This natural hair stuff doesn’t have to be as difficult or as confusing as some might make it out to be. One way to keep from pulling out your hair in frustration is to keep a simple and consistent regimen, starting with a handful of products. In my experience, there are just a few basic things you really need to get you started on a decent regimen.
Whether you use a commercial shampoo or a natural alternative, the choice is yours. Bottom line- clean hair will lead to healthy hair.
If you do go the route of commercial shampoos, it’s great to have both a moisturizing sulfate-free shampoo as well as a good clarifying shampoo to thoroughly cleanse all the random gook (gels, creams, butters) that you may have piled on throughout the week… aka product buildup. Apple cider vinegar and baking soda are also great for clarifying without stripping natural oils.
This is used to improve the condition of the hair and can come in the form of a moisturizer (to put back what you might have lost in the cleansing stage) a protein treatment or a combo of both as in the case with some deep conditioners. Generally, kinky or afro-textured hair craves moisture more than it does protein. So, protein treatments, while helpful, may not need to be used as frequently as a moisturizing conditioner. I’ll have more on all of this in a future post.
Leave-in conditioners pretty much continue the moisturizing process after washing and may even include a form of light protein to give the hair a good moisture-protein balance. I never skip this step!

#### WHAT THIS EXERCISE ASKS
**a)** In the natural hair regimen text, which two items are named as good for clarifying without stripping natural oils?
**b)** Decide whether each statement agrees with the natural hair regimen text. Answer yes or no and quote the deciding words.
(i) Protein treatments should be used as often as a moisturizing conditioner.
(ii) The writer always uses a leave-in conditioner after washing.
(iii) Only commercial shampoos are acceptable for cleansing.
**c)** Pick up the natural hair regimen text after its last sentence and write what comes next.

#### DATA TO EXAMINE

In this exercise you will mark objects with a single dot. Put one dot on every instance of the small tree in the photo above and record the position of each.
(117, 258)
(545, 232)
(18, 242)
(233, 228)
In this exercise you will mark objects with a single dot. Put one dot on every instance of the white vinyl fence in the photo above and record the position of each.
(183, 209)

* * *

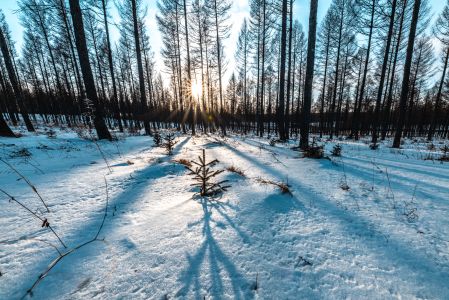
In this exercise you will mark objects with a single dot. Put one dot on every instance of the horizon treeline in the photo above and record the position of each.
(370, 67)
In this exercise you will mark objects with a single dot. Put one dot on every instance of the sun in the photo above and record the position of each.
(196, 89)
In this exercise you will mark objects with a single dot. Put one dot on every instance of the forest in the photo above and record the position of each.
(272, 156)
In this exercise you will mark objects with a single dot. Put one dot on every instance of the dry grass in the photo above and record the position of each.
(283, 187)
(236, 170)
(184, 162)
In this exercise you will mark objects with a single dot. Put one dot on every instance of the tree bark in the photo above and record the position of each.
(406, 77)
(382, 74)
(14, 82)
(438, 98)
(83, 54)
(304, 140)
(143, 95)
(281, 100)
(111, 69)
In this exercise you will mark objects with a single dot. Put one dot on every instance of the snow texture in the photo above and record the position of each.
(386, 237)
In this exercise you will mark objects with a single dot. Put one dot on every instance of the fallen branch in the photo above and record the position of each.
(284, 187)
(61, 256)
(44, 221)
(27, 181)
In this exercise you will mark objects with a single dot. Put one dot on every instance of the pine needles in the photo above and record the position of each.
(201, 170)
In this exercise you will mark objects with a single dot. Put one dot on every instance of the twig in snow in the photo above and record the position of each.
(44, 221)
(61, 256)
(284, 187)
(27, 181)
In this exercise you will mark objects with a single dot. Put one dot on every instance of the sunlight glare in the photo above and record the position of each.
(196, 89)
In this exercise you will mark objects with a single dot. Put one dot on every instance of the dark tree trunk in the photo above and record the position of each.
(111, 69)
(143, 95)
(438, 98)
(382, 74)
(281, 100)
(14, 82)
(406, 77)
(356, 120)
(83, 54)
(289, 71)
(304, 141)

#### EXPECTED RESULTS
**a)** Apple cider vinegar and baking soda.

**b)**
(i) No: "protein treatments, while helpful, may not need to be used as frequently as a moisturizing conditioner."
(ii) Yes: "I never skip this step!"
(iii) No: "Whether you use a commercial shampoo or a natural alternative, the choice is yours."

**c)**
Here’s where it all comes together. While the hair is still slightly damp, seal all that lovely moisture in with an oil or butter of your choosing, depending on what agrees with your hair (for many, porosity comes into play here and you may need something light). I like whipped shea butters as well as coconut and grapeseed oils, to name a few. Fiddle with a some to find what works.
While I often end the process at the oil or butter, many take it a step further with a styling product, usually something that provides some hold for flawlessly defined hair. These may include your soufflés, creams, gels and such. I have found, though, that I can get a well-defined twist-out or braid-out without a styling product just by setting the hair while it’s still damp and allowing it to dry completely.
So that, as they say, is that! My suggestion to “newbies” is always to start with just a few things, one… maybe two from each category. Assess what your hair needs are, read the labels and make your selections. Try ‘em for a few weeks and see how your hair responds. Even if your products change, be it due to the change in season or otherwise, your routine should stay pretty consistent.